Task goal: With nothing omitted, transcribe the entries exactly as written.

** Opening Data under study block **

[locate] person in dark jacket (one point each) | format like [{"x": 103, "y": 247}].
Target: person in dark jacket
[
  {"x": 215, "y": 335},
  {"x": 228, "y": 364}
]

** Closing Data under study block **

Answer to this task:
[locate] person in dark jacket (one point each) | format like [{"x": 103, "y": 247}].
Target: person in dark jacket
[
  {"x": 215, "y": 335},
  {"x": 228, "y": 364}
]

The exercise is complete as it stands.